* **Complete the following**:
[A] Where did Jason Condon complete his master's degree, according to the symposium announcement?
[B] Continue the symposium announcement from the point where it stops.

Biomedical Engineering Symposium

Saturday, October 10, 2015
9 a.m.

Goergen Hall, Sloan Auditorium (rm. 101)

Please join us for an Alumni Panel Discussion as part of Meliora Weekend. Light refreshments will be served. Please visit for a full list of events. 


Jason Condon graduated from the University of Rochester with a bachelor’s degree in biomedical engineering in 2004 and went on to complete a master’s degree in biotechnology at the University of Pennsylvania. He accepted a position as an associate engineer at Janssen Pharmaceutical Companies of Johnson & Johnson before being promoted to supervisor and then scientist in 2011. Condon led the development of a broad range of biopharmaceutical production processes while at Janssen, including processes to make therapeutic monoclonal antibodies, cell therapies, and vaccines. He rejoined the University of Rochester as an adjunct assistant professor in 2015, teaching a course in bioprocess engineering that he designed. Condon is currently a project manager at Vaccinex, Inc., a clinical-stage biotechnology company engaged in the discovery and development of human therapeutic monoclonal antibodies and other targeted biological therapies. There, he is responsible for the development and clinical supply of Vaccinex's products.

* **Entries shown**:
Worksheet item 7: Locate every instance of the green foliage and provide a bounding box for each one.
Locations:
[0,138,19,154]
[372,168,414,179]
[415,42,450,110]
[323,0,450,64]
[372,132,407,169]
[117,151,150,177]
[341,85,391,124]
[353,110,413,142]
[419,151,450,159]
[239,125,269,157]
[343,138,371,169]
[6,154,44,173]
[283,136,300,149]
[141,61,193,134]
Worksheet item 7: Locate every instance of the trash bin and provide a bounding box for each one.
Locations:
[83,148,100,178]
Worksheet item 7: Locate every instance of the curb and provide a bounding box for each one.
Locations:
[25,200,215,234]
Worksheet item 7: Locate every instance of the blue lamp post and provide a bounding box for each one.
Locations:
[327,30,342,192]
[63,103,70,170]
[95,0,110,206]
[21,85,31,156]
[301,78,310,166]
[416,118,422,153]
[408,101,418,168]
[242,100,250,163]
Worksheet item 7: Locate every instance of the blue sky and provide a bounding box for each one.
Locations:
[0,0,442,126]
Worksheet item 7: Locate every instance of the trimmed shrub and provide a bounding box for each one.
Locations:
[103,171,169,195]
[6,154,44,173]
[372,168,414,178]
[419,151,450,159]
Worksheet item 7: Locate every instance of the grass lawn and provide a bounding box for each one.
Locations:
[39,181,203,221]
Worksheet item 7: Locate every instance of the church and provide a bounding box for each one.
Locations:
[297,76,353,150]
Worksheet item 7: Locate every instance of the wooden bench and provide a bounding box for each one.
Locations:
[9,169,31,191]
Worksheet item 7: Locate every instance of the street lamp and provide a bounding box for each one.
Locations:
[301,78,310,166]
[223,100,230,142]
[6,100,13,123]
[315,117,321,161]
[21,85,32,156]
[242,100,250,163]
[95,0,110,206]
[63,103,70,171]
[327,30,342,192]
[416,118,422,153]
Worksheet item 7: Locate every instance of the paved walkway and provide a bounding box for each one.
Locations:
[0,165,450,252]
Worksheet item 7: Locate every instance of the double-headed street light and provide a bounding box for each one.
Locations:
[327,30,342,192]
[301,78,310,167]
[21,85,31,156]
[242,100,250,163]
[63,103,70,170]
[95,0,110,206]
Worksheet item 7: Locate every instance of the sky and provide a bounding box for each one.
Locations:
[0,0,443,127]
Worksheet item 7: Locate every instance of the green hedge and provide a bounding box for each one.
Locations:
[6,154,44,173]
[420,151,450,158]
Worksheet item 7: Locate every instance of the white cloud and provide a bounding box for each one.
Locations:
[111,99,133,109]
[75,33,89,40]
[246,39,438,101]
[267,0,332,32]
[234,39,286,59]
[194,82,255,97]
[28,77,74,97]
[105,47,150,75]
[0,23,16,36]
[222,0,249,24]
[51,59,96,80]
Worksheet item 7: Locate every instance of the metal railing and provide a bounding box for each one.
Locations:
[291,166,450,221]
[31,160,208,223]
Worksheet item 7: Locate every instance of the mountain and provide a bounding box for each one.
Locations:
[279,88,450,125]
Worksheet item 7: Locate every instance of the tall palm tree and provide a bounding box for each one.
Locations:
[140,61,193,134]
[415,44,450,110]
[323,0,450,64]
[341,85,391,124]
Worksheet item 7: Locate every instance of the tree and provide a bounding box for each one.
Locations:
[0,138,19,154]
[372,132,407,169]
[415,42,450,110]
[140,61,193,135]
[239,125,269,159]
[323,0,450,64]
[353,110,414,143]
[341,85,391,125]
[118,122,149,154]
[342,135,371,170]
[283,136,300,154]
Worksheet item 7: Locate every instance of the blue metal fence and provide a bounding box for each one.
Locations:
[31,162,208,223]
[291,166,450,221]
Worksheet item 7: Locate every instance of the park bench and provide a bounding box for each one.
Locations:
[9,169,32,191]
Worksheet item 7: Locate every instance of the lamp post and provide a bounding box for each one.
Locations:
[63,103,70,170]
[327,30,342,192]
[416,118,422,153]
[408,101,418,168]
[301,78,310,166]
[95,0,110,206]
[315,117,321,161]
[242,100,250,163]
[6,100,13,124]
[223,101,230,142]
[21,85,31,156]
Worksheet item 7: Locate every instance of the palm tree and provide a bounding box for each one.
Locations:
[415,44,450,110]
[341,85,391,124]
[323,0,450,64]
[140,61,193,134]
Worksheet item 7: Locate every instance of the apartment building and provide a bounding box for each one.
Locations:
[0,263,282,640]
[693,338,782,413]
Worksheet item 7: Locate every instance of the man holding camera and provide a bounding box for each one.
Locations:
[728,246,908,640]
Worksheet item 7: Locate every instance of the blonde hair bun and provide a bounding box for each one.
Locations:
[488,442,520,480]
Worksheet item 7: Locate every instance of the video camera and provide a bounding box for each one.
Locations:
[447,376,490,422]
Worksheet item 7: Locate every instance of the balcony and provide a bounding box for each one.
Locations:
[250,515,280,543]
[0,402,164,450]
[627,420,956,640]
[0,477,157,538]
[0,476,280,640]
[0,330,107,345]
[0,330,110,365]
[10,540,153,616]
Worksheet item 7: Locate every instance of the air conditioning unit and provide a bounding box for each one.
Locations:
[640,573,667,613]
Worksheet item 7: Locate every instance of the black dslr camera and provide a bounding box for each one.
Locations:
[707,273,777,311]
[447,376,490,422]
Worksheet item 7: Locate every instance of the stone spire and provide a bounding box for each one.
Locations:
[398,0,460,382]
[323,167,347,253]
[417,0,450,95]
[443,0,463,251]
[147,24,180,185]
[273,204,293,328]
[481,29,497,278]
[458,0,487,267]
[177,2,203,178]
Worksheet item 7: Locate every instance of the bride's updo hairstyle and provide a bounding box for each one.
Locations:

* **Answers for each item**:
[A] At the University of Pennsylvania.

[B]
Breana Roides earned both bachelor’s and master’s degrees in biomedical engineering from the University of Rochester in 2008 and 2009 respectively. She then went on to receive her MBA from Purdue University in 2011 and accepted a full-time position at Johnson and Johnson Vision Care (JJVC) in Jacksonville, Fla. While at JJVC, Roides held a number of marketing roles, including consumer and professional marketing, as well as strategic account management. Recently, she relocated to Boston, Mass. to work in the orthopedic division of Johnson & Johnson DePuy Synthes. Her career has been a combination of both upstream product development and downstream brand marketing, launching a number of products for the company with total sales equaling over $100 million. Her passion is in bridging the gap between engineering and business.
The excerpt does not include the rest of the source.